TASK DIRECTIONS
From the text on the football fans bill, reproduce word for word the stretch that opens with the words containing "Alongside Dr Waiton" and closes with "or blogging online.".

DOCUMENT EXCERPT
Alongside Dr Waiton will be Pat Nevin, Graham Spiers and Professor
Graham Walker.
Waiton will be arguing that this bill has been
driven by a form of political
grandstanding that is more about publicity than
politics. What he labels a
‘snobs law’, Dr Waiton believes will undermine the
moral legitimacy of the
law and help to create a new division amongst
football fans who will spend
their time telling tales on one another for
‘offensive’ singing at matches
or blogging online.
The statement that Stuart Waiton hopes to present
to the committee meeting
is printed below:-
The first thing to notice about this bill is that
it specifically targets
football fans and nobody else. It appears that
this creature ‘the football
fan’ can be treated as somehow different from
everybody else, or as George
Orwell might have said, ‘Four rugby fans good. Two
football fans bad’.
In this respect the bill follows on in the fine
old ‘crusty’ conservative
tradition of fear and loathing of the ‘great
unwashed’ who attend matches,
and continues in the vein of criminalising these
fans, using up incredible
amounts of police time watching and listening out
for ‘rowdies’ shouting and
singing linguistically incorrect songs.

COLLECTED DATA
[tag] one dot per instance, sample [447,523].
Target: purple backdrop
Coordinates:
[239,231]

TASK RESPONSE
Alongside Dr Waiton will be Pat Nevin, Graham Spiers and Professor
Graham Walker.
Waiton will be arguing that this bill has been
driven by a form of political
grandstanding that is more about publicity than
politics. What he labels a
‘snobs law’, Dr Waiton believes will undermine the
moral legitimacy of the
law and help to create a new division amongst
football fans who will spend
their time telling tales on one another for
‘offensive’ singing at matches
or blogging online.